Convert the lines that begin at the top of the rows and run through the line containing "x=409 y=392" into a JSON list with one string per line, omitting blank lines. Do not include the pictures in the answer.

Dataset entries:
____________

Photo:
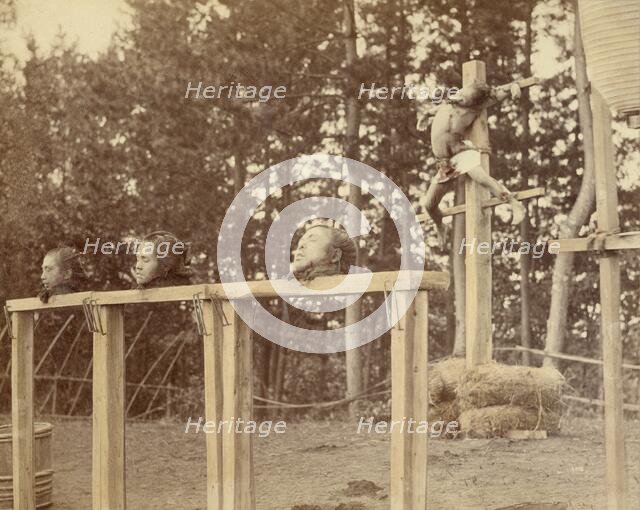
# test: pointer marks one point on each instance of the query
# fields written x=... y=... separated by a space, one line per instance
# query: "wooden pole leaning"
x=409 y=353
x=24 y=497
x=607 y=207
x=108 y=473
x=478 y=230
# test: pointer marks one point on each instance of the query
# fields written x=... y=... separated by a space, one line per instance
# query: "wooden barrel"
x=611 y=38
x=44 y=473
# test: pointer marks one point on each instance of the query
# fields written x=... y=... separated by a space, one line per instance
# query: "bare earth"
x=312 y=464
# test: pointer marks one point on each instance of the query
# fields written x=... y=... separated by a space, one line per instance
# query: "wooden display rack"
x=228 y=389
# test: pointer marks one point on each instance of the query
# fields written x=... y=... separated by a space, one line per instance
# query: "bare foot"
x=442 y=234
x=518 y=212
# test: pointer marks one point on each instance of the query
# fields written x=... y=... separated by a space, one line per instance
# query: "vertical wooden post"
x=212 y=348
x=607 y=207
x=108 y=475
x=478 y=231
x=24 y=482
x=237 y=389
x=409 y=392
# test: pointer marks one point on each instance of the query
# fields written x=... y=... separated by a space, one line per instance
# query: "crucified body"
x=456 y=156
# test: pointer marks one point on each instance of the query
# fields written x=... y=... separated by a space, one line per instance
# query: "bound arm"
x=513 y=90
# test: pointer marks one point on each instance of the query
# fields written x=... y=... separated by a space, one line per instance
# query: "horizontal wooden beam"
x=492 y=202
x=625 y=241
x=380 y=282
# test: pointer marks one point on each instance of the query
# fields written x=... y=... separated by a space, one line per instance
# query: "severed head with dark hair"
x=323 y=251
x=63 y=272
x=162 y=260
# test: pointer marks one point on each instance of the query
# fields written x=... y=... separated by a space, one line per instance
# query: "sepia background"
x=97 y=140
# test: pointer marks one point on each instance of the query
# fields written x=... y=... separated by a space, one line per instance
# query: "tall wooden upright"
x=24 y=497
x=237 y=461
x=212 y=349
x=478 y=231
x=108 y=474
x=607 y=207
x=409 y=354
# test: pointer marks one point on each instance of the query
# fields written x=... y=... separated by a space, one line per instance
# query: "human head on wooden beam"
x=162 y=260
x=63 y=272
x=323 y=250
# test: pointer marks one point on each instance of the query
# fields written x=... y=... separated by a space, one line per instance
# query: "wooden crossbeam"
x=492 y=202
x=380 y=282
x=624 y=241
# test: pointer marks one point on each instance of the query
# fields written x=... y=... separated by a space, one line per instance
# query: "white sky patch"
x=90 y=23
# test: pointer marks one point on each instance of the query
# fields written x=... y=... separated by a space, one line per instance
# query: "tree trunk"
x=557 y=322
x=353 y=313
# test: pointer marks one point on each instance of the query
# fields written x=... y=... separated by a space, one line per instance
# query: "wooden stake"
x=409 y=402
x=24 y=461
x=237 y=456
x=478 y=230
x=108 y=475
x=607 y=208
x=212 y=348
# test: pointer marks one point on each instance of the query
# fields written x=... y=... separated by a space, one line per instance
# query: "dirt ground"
x=328 y=465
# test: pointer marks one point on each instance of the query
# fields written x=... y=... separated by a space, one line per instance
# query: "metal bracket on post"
x=198 y=315
x=92 y=316
x=7 y=318
x=389 y=304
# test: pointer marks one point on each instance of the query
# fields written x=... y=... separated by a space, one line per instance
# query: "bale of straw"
x=444 y=378
x=495 y=384
x=443 y=411
x=496 y=421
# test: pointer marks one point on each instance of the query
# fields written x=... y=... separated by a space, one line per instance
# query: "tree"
x=582 y=208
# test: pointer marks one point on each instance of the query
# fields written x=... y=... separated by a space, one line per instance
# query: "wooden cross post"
x=477 y=243
x=607 y=242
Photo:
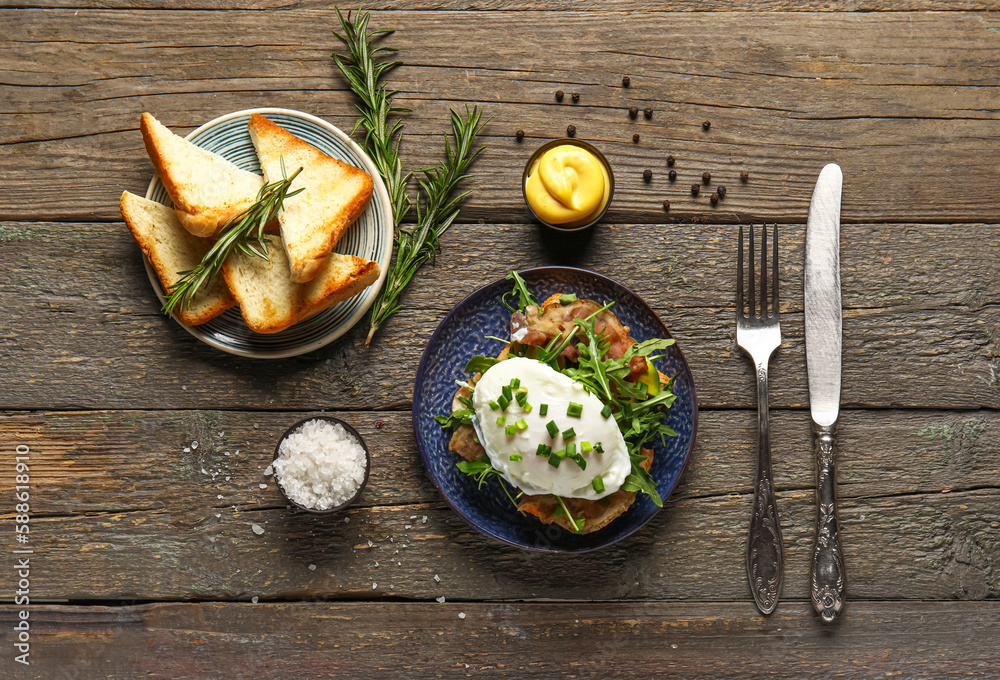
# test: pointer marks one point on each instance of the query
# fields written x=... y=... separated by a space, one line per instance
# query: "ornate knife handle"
x=765 y=556
x=828 y=560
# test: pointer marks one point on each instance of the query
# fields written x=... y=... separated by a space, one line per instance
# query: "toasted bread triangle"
x=172 y=249
x=313 y=221
x=207 y=190
x=270 y=301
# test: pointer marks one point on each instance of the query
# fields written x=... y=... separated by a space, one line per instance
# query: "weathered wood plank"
x=127 y=508
x=904 y=101
x=920 y=322
x=580 y=640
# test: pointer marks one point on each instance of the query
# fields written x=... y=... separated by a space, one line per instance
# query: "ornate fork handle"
x=828 y=561
x=765 y=557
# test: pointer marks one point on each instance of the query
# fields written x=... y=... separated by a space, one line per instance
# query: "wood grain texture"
x=579 y=640
x=903 y=101
x=921 y=318
x=159 y=506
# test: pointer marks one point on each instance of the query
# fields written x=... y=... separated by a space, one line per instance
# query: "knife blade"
x=824 y=337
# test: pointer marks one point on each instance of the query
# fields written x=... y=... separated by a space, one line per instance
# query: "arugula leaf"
x=479 y=364
x=453 y=420
x=481 y=470
x=524 y=296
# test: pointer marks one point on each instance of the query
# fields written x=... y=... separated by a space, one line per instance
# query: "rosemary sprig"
x=245 y=232
x=363 y=70
x=436 y=211
x=436 y=208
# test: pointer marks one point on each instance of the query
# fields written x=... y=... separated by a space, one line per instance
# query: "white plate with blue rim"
x=369 y=237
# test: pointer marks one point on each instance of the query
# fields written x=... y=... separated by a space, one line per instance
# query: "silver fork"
x=758 y=333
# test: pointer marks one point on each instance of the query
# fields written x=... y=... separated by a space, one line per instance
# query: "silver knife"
x=823 y=346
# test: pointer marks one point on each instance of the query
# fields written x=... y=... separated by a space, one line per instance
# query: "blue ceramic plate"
x=461 y=335
x=369 y=237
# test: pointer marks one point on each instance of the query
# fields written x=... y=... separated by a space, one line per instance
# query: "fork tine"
x=752 y=302
x=763 y=271
x=739 y=278
x=774 y=272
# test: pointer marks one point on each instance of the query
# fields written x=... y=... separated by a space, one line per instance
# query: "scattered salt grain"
x=320 y=465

____________

→ **Task response**:
[
  "Photo:",
  "# test: pointer marks one point on each instance of the query",
  "# fields written x=... y=... separated by a space, one line per instance",
  "# query: \"wooden pole leaning\"",
  "x=409 y=353",
  "x=24 y=497",
  "x=607 y=207",
  "x=108 y=473",
  "x=478 y=230",
  "# test: pointer marks one point on each instance of the query",
  "# fields written x=... y=... separated by a space, one line per instance",
  "# query: \"wooden barrel\"",
  "x=611 y=38",
  "x=44 y=473",
  "# test: pointer marks one point on each instance of the query",
  "# fields written x=... y=... separated by a space, one line per instance",
  "# query: \"bare earth\"",
  "x=312 y=464",
  "# test: pointer marks one point on each instance of the query",
  "# fields written x=... y=... separated by a space, one line per instance",
  "# query: \"wooden display rack\"",
  "x=228 y=389",
  "# test: pointer marks one point on each instance of the query",
  "# fields written x=... y=... separated by a space, one line per instance",
  "# query: \"bare foot\"",
  "x=442 y=234",
  "x=518 y=212",
  "# test: pointer marks one point on each instance of the query",
  "# fields written x=... y=... separated by a space, one line per instance",
  "# query: \"vertical wooden post\"",
  "x=212 y=348",
  "x=607 y=207",
  "x=108 y=475",
  "x=478 y=231",
  "x=24 y=482",
  "x=237 y=389",
  "x=409 y=392"
]